:: DIRECTIONS ::
Reproduce every line of the records below verbatim, omitting the pictures from your answer.

>> begin EXERCISE DATA

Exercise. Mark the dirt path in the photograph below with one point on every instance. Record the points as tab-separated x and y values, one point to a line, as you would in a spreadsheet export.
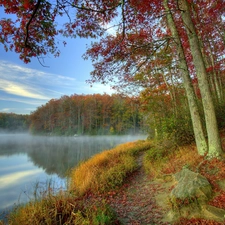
136	202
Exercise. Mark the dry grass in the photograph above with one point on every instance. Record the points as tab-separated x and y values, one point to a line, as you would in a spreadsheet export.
102	172
107	170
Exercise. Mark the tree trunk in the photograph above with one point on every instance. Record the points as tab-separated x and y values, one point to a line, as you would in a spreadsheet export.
214	144
195	116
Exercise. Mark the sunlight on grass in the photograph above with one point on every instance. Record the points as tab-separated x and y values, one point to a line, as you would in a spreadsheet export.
104	171
107	169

>> end EXERCISE DATA

:: IN RESPONSE ::
Exercise. Mark the dirt path in the photograph below with one point on every instance. Record the points as tab-separated x and y values, one point to a line, as you would in a spreadsheet export.
136	202
Exercise. Mark the dry grass in the photograph above with one point on every instance. Record the points as tab-separated x and y values, one point to a line, as you would in a spreadsheet export.
102	172
107	170
Exercise. Mark the tree trunk in the photograph above with one point on every instance. Record the points as tab-separated x and y values, one point to a line, as you would in a spreadsheet export.
214	144
195	116
Exercise. Mark the sunlight on grass in the photograph above with one point on every instance. Record the points as tab-separated x and y values, one point to a line, as you would in a spreadsheet export.
104	171
107	169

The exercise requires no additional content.